======== EXCERPTED DATA ========

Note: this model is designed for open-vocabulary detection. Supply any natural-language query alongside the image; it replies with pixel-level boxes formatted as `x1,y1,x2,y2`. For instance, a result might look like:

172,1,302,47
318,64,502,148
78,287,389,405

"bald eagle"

========

= THE EXERCISE =
Copy out every row above character for character, with no changes.

= TASK ANSWER =
Note: this model is designed for open-vocabulary detection. Supply any natural-language query alongside the image; it replies with pixel-level boxes formatted as `x1,y1,x2,y2`. For instance, a result might look like:

172,1,302,47
318,64,502,148
78,287,389,405

"bald eagle"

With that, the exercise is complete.